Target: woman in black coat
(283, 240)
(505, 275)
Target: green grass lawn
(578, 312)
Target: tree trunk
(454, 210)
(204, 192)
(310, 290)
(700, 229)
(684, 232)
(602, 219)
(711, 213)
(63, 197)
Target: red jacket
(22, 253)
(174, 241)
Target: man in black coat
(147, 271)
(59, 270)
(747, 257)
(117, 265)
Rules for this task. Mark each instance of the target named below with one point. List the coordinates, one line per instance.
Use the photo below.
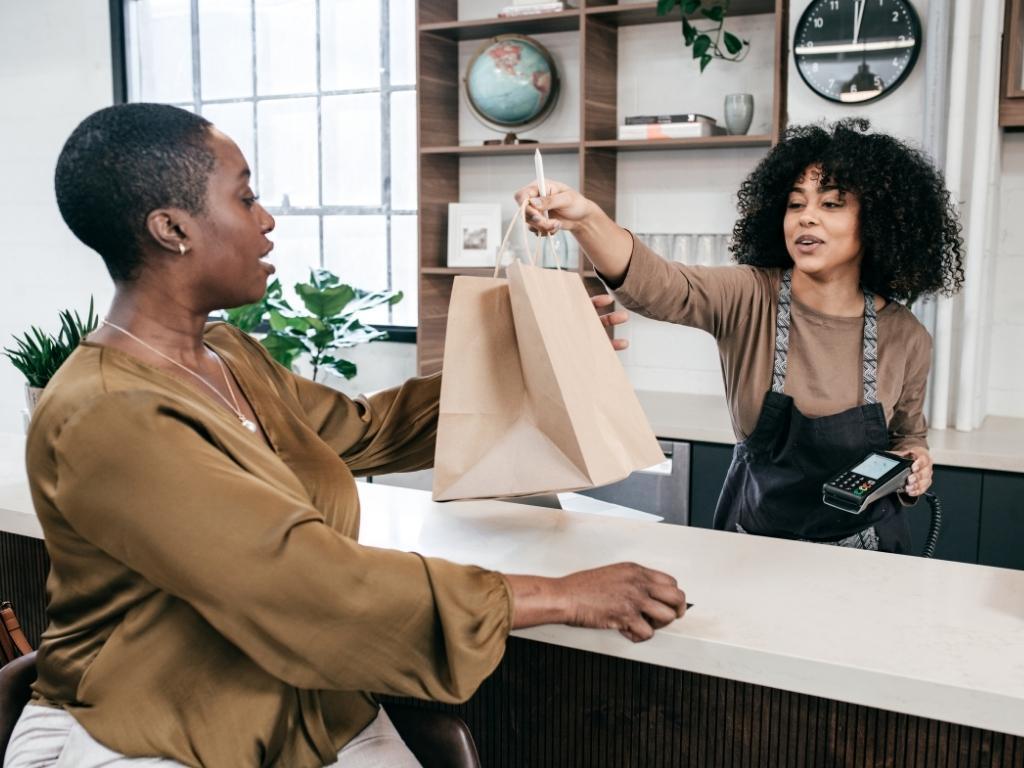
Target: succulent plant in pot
(38, 354)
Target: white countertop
(929, 638)
(997, 444)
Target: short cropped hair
(909, 228)
(124, 162)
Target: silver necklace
(247, 423)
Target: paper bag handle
(520, 217)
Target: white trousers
(46, 737)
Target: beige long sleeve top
(208, 599)
(737, 305)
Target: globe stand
(510, 138)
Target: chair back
(436, 738)
(15, 689)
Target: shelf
(550, 147)
(480, 29)
(697, 142)
(473, 271)
(632, 14)
(484, 271)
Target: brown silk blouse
(208, 599)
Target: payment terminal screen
(875, 466)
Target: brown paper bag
(534, 398)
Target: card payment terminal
(869, 479)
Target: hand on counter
(627, 597)
(921, 473)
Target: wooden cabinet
(960, 493)
(1001, 534)
(596, 147)
(1012, 80)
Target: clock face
(855, 51)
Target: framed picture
(474, 233)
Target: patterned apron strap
(870, 349)
(783, 318)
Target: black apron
(773, 486)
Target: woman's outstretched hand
(563, 208)
(627, 597)
(606, 245)
(610, 320)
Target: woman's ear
(169, 227)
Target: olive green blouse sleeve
(719, 300)
(393, 430)
(152, 486)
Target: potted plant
(38, 354)
(327, 324)
(711, 42)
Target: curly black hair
(909, 227)
(120, 164)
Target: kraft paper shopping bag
(534, 398)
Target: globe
(511, 82)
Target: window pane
(402, 42)
(352, 150)
(404, 271)
(355, 250)
(225, 48)
(286, 46)
(237, 121)
(160, 50)
(403, 171)
(296, 251)
(350, 44)
(288, 155)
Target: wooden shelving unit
(439, 32)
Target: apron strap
(783, 320)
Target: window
(321, 97)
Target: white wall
(54, 70)
(1006, 369)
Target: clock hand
(822, 50)
(858, 15)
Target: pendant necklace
(247, 423)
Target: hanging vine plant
(710, 42)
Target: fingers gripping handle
(535, 253)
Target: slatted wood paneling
(553, 707)
(24, 565)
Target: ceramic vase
(738, 113)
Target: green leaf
(700, 46)
(283, 320)
(324, 279)
(341, 367)
(325, 302)
(689, 32)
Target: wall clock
(855, 51)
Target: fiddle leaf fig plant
(327, 323)
(710, 42)
(38, 354)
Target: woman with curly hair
(822, 361)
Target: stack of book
(688, 125)
(529, 8)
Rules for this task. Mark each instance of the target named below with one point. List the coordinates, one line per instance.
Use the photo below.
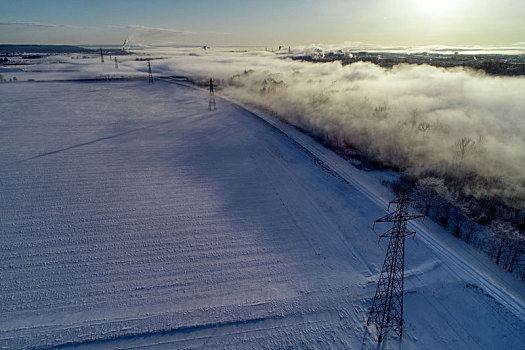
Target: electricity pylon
(150, 74)
(387, 308)
(211, 104)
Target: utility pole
(150, 74)
(211, 104)
(387, 308)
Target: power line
(387, 308)
(150, 74)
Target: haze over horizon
(256, 23)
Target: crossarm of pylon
(387, 218)
(386, 234)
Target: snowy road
(131, 216)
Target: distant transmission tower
(211, 105)
(387, 307)
(150, 74)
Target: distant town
(494, 64)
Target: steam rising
(453, 122)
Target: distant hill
(11, 49)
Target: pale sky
(264, 22)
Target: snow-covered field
(131, 216)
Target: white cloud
(153, 30)
(408, 116)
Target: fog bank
(452, 122)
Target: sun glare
(435, 7)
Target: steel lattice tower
(150, 74)
(387, 308)
(211, 104)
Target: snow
(131, 216)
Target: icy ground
(131, 216)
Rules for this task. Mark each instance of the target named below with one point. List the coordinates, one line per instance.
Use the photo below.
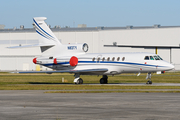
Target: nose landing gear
(104, 80)
(148, 77)
(78, 80)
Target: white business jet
(72, 58)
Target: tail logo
(42, 32)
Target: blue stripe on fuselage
(127, 63)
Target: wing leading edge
(70, 71)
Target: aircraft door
(98, 59)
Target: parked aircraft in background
(72, 58)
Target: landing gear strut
(148, 77)
(78, 80)
(104, 80)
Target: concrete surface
(36, 105)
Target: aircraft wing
(29, 46)
(87, 71)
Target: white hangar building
(96, 38)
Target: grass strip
(123, 91)
(81, 87)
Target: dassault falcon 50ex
(72, 58)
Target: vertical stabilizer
(46, 36)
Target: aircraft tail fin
(46, 36)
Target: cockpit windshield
(156, 57)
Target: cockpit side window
(146, 58)
(156, 58)
(151, 58)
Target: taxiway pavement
(35, 104)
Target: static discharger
(73, 61)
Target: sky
(93, 13)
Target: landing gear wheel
(79, 81)
(149, 82)
(104, 80)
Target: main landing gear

WORK REQUEST.
Before copying, set the pictures aside; then give the records again exactly.

ANSWER.
Target: woman in black coat
(283, 240)
(505, 275)
Target: green grass lawn
(578, 312)
Target: tree trunk
(454, 210)
(204, 192)
(310, 290)
(700, 229)
(684, 232)
(602, 219)
(711, 213)
(63, 197)
Target: red jacket
(22, 253)
(174, 241)
Target: man in black coat
(147, 271)
(59, 270)
(747, 257)
(117, 265)
Rules for this task. Mark each instance of the target named below with one point. List the coordinates, one line per instance.
Use the photo below.
Target: succulent plant in pot
(38, 354)
Target: white countertop
(929, 638)
(997, 444)
Target: short cropped hair
(909, 228)
(124, 162)
Target: silver necklace
(247, 423)
Target: paper bag handle
(520, 217)
Target: white trousers
(46, 737)
Target: beige long sleeve top
(208, 599)
(737, 305)
Target: globe stand
(510, 138)
Target: chair back
(436, 738)
(15, 689)
Target: shelf
(550, 147)
(480, 29)
(697, 142)
(473, 271)
(632, 14)
(484, 271)
Target: brown silk blouse
(208, 599)
Target: payment terminal screen
(875, 466)
Target: brown paper bag
(534, 398)
Target: card payment terminal
(869, 479)
Target: hand on counter
(627, 597)
(921, 473)
Target: wooden cabinet
(960, 493)
(1001, 534)
(596, 147)
(1012, 80)
Target: clock face
(855, 51)
Target: framed picture
(474, 233)
Target: patterned apron strap
(870, 349)
(783, 318)
Target: black apron
(773, 486)
Target: woman's outstretched hand
(563, 208)
(627, 597)
(606, 245)
(610, 320)
Target: woman's ear
(169, 227)
Target: olive green blouse sleeve
(719, 300)
(393, 430)
(152, 486)
Target: potted plant
(38, 354)
(327, 324)
(711, 42)
Target: curly black hair
(909, 227)
(120, 164)
Target: kraft paper shopping bag
(534, 398)
Target: globe
(511, 82)
Target: window pane
(402, 42)
(352, 150)
(404, 271)
(355, 250)
(225, 48)
(286, 46)
(237, 121)
(160, 50)
(403, 171)
(296, 251)
(350, 44)
(288, 155)
Target: wooden shelving unit
(439, 32)
Target: apron strap
(783, 320)
Target: window
(321, 97)
Target: white wall
(54, 70)
(1006, 369)
Target: clock hand
(822, 50)
(858, 15)
Target: pendant necklace
(247, 423)
Target: hanging vine plant
(710, 42)
Target: fingers gripping handle
(535, 253)
Target: slatted wood paneling
(553, 707)
(24, 565)
Target: ceramic vase
(738, 113)
Target: green leaf
(700, 46)
(283, 320)
(324, 279)
(341, 367)
(325, 302)
(689, 32)
Target: wall clock
(855, 51)
Target: fiddle leaf fig plant
(327, 323)
(710, 42)
(38, 354)
Target: woman with curly hair
(822, 361)
Target: stack of book
(688, 125)
(529, 8)
Rules for this task. Mark each instance of the target named below with one point. List the coordinates, one line per instance.
Use the photo below.
Target: electricity pylon
(150, 74)
(387, 308)
(211, 104)
Target: utility pole
(150, 74)
(211, 104)
(387, 308)
Target: power line
(387, 308)
(150, 74)
Target: haze over horizon
(256, 23)
Target: crossarm of pylon
(387, 218)
(386, 234)
Target: snowy road
(131, 216)
Target: distant transmission tower
(211, 105)
(387, 307)
(150, 74)
Target: distant town
(494, 64)
Target: steam rising
(453, 122)
Target: distant hill
(11, 49)
Target: pale sky
(264, 22)
Target: snow-covered field
(131, 216)
Target: white cloud
(153, 30)
(408, 116)
Target: fog bank
(452, 122)
Target: sun glare
(435, 7)
Target: steel lattice tower
(150, 74)
(387, 308)
(211, 104)
Target: snow
(131, 216)
Target: icy ground
(131, 216)
Rules for this task. Mark each instance of the target named below with one point. List the coordinates, one line per instance.
Use the photo below.
Target: nose landing gear
(104, 80)
(148, 77)
(78, 80)
Target: white business jet
(72, 58)
Target: tail logo
(42, 32)
Target: blue stripe on fuselage
(127, 63)
Target: wing leading edge
(70, 71)
Target: aircraft door
(98, 59)
Target: parked aircraft in background
(72, 58)
Target: landing gear strut
(148, 77)
(78, 80)
(104, 80)
Target: concrete surface
(36, 105)
Target: aircraft wing
(29, 46)
(87, 71)
Target: white hangar building
(96, 38)
Target: grass strip
(123, 91)
(81, 87)
Target: dassault falcon 50ex
(72, 58)
Target: vertical stabilizer
(46, 36)
Target: aircraft tail fin
(46, 36)
Target: cockpit windshield
(156, 57)
Target: cockpit side window
(146, 58)
(156, 58)
(151, 58)
Target: taxiway pavement
(35, 104)
Target: static discharger
(73, 61)
Target: sky
(93, 13)
Target: landing gear wheel
(79, 81)
(149, 82)
(104, 80)
Target: main landing gear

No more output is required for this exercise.